Written exercise - Repeat the lines below word for word, beginning with the line that contains "the woman in" and continuing through the last line.

* start Given records *

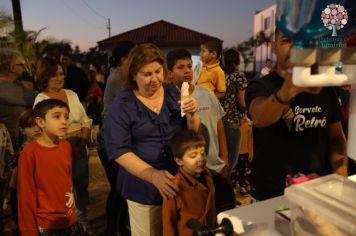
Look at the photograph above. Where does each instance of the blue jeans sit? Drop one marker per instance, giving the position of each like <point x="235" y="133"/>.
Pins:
<point x="80" y="177"/>
<point x="117" y="216"/>
<point x="233" y="139"/>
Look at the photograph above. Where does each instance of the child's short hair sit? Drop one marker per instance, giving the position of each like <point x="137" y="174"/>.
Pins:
<point x="177" y="54"/>
<point x="214" y="44"/>
<point x="185" y="140"/>
<point x="41" y="108"/>
<point x="27" y="119"/>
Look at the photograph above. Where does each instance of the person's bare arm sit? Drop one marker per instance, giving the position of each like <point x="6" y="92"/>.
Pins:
<point x="161" y="179"/>
<point x="266" y="111"/>
<point x="241" y="96"/>
<point x="222" y="142"/>
<point x="338" y="157"/>
<point x="219" y="94"/>
<point x="190" y="107"/>
<point x="85" y="134"/>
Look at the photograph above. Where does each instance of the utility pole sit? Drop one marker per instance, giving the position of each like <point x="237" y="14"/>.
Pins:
<point x="16" y="8"/>
<point x="109" y="27"/>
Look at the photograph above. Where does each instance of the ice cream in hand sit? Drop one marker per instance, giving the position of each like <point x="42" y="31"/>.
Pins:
<point x="184" y="94"/>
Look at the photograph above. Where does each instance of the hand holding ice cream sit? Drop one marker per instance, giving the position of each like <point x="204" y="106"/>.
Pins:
<point x="188" y="104"/>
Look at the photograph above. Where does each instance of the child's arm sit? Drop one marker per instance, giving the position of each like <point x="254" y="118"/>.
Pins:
<point x="27" y="194"/>
<point x="250" y="143"/>
<point x="220" y="86"/>
<point x="223" y="153"/>
<point x="169" y="217"/>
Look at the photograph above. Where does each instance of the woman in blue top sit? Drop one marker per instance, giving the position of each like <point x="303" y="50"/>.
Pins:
<point x="137" y="130"/>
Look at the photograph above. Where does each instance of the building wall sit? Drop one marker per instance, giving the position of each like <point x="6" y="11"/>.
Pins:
<point x="264" y="20"/>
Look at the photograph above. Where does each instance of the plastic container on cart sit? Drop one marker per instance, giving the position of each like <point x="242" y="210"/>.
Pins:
<point x="323" y="206"/>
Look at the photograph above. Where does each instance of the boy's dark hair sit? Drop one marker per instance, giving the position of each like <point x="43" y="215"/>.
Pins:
<point x="214" y="45"/>
<point x="185" y="140"/>
<point x="177" y="54"/>
<point x="27" y="119"/>
<point x="41" y="108"/>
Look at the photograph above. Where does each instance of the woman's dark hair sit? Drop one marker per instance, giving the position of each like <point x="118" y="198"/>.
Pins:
<point x="26" y="120"/>
<point x="140" y="56"/>
<point x="120" y="51"/>
<point x="231" y="60"/>
<point x="45" y="69"/>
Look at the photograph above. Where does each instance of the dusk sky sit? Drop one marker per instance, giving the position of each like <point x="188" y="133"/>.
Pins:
<point x="84" y="22"/>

* end Given records *

Task solution -
Look at the photograph above. Where does each instance of the woman in blue top sit? Drop one marker per instance, giving the position of each like <point x="303" y="50"/>.
Pins:
<point x="137" y="130"/>
Look at the photograph above. Where does each instance of the building wall sit? Drop one marker per instance, giving the position of each like <point x="6" y="11"/>.
Pins:
<point x="264" y="20"/>
Look at the photograph above. Where does each instance of the plastic container on cart sit? Drop one marker per instance, giving the position of each like <point x="242" y="210"/>.
Pins:
<point x="323" y="206"/>
Look at the photograph above. Where does each instance of the boy's dark hair sit? Drop one marker per instance, giving the position of each like <point x="43" y="215"/>.
Pins:
<point x="214" y="45"/>
<point x="185" y="140"/>
<point x="177" y="54"/>
<point x="27" y="119"/>
<point x="41" y="108"/>
Look at the photograph above. Where does each instance of the woman's dark hair sit? Drop one marker per instance, giving the position of each like <point x="118" y="198"/>.
Pins:
<point x="26" y="120"/>
<point x="140" y="56"/>
<point x="120" y="51"/>
<point x="231" y="60"/>
<point x="45" y="69"/>
Look at the photograph above. Where does each instance of the dusk sky sit? Drop one marker per instance, giving the position of each like <point x="188" y="133"/>.
Pins:
<point x="84" y="22"/>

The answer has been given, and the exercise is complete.